▶ Work to be completed:
Display each line in the rows below that contains the string "tall". The match is case-sensitive.

▶ Entries shown:

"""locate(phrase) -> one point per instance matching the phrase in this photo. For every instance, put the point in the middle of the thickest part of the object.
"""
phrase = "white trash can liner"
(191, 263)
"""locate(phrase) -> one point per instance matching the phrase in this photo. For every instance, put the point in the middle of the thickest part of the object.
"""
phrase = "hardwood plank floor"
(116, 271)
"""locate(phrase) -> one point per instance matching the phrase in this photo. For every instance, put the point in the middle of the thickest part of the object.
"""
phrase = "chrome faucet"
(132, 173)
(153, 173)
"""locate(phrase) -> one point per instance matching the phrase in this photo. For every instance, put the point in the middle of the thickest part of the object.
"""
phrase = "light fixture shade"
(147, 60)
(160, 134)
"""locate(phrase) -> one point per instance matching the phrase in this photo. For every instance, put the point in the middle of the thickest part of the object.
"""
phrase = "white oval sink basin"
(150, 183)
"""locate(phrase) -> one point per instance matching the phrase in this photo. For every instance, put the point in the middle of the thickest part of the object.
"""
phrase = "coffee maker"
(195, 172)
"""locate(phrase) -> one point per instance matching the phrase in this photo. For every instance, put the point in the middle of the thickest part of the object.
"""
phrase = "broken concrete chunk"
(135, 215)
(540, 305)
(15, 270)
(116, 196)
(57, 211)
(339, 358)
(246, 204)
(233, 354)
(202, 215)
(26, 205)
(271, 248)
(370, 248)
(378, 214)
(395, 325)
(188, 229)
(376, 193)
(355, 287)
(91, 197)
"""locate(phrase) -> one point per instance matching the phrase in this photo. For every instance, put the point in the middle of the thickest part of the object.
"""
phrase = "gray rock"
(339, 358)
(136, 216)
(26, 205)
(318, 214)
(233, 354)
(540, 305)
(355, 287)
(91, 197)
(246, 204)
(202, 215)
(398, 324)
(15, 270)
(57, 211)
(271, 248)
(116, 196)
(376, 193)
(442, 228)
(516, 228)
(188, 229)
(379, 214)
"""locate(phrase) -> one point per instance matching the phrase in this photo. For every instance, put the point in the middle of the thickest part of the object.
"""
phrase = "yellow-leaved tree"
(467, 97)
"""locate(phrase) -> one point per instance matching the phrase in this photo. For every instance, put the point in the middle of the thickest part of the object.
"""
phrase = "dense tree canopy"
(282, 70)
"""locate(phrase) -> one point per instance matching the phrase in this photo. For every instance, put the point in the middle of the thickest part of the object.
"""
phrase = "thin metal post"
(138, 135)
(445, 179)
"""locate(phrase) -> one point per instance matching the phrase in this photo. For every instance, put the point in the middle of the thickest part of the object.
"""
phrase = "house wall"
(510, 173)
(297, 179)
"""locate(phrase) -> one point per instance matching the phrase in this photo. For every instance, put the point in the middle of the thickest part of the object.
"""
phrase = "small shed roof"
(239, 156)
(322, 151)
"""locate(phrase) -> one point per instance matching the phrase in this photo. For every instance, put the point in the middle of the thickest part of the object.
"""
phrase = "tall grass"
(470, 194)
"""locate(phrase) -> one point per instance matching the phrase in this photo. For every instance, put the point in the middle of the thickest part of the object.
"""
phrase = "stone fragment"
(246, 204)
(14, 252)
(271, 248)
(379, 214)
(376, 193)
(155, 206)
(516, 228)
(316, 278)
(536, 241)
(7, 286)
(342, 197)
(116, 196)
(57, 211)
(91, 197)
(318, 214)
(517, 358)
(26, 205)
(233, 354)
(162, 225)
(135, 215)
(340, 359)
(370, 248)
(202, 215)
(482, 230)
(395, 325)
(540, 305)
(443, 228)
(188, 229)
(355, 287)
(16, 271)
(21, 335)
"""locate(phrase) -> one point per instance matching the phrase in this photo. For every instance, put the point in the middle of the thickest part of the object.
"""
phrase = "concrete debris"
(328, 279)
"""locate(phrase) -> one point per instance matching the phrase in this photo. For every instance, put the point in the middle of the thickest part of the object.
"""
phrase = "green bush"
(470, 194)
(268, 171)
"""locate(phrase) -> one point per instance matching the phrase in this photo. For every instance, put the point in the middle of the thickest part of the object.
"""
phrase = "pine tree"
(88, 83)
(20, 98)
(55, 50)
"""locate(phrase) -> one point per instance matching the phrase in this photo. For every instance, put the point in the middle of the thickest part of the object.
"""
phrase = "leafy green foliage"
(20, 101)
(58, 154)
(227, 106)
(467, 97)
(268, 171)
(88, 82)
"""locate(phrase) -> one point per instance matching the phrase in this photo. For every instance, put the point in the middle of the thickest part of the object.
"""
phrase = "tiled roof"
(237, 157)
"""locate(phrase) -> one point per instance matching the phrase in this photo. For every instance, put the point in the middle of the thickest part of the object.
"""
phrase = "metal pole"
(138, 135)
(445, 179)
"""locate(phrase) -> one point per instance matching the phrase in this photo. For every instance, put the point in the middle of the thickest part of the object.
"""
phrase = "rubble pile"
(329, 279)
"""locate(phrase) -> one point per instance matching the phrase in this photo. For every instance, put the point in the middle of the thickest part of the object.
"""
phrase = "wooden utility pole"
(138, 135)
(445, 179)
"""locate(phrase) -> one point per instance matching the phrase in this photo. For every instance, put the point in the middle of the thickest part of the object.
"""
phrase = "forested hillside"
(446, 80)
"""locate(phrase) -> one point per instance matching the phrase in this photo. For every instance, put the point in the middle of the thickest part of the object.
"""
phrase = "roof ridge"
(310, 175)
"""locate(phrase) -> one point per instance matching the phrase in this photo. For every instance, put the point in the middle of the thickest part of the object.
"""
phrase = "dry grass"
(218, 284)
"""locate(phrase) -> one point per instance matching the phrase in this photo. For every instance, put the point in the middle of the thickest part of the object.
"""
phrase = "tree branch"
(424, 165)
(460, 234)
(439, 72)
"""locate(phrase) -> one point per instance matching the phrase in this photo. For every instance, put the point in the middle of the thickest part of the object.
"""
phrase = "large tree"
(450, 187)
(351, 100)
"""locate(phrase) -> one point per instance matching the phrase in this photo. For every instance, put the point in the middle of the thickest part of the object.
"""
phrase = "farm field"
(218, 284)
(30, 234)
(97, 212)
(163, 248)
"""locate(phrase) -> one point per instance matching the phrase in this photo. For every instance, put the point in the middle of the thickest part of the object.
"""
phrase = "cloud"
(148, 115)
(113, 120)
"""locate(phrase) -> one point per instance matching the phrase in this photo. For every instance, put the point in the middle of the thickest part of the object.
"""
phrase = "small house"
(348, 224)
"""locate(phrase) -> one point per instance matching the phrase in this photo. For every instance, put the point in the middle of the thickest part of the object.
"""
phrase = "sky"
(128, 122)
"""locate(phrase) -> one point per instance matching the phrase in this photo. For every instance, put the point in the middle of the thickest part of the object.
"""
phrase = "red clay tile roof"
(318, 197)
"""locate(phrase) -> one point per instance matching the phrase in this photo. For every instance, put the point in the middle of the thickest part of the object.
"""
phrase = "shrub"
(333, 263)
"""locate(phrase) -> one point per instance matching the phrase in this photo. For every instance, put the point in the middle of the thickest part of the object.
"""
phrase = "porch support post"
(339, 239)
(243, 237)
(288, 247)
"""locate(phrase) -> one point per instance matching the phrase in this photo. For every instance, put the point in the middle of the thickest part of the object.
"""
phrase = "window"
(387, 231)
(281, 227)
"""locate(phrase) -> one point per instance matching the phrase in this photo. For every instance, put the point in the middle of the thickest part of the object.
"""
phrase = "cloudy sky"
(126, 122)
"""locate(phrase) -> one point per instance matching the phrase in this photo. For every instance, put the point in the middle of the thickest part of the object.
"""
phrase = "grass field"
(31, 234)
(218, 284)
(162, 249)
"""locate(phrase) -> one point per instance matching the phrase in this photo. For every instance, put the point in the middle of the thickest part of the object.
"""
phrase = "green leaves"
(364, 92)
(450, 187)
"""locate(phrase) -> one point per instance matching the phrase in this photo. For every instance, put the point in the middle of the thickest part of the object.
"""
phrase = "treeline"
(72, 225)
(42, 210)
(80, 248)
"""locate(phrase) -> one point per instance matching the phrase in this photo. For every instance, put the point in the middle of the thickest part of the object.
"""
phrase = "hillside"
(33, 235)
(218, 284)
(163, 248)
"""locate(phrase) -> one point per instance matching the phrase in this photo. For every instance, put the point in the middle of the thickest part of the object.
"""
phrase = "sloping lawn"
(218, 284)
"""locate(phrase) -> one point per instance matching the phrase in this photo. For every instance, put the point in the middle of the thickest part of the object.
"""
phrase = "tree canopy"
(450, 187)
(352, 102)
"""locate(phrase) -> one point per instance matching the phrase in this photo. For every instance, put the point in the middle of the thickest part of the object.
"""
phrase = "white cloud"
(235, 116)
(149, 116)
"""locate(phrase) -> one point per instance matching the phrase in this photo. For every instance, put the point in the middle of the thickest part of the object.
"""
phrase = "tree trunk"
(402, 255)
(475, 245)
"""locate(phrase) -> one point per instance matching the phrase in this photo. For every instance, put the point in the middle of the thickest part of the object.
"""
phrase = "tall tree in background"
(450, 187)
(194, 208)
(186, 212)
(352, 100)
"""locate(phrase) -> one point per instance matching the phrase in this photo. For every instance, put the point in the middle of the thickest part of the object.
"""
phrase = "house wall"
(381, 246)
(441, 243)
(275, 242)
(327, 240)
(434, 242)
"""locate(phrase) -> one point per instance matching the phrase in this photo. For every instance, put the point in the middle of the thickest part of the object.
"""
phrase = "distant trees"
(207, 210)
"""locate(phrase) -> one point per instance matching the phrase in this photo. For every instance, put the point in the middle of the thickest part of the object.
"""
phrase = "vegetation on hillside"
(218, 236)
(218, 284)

▶ Final answer:
phrase = "tall grass"
phrase = "tall tree in background"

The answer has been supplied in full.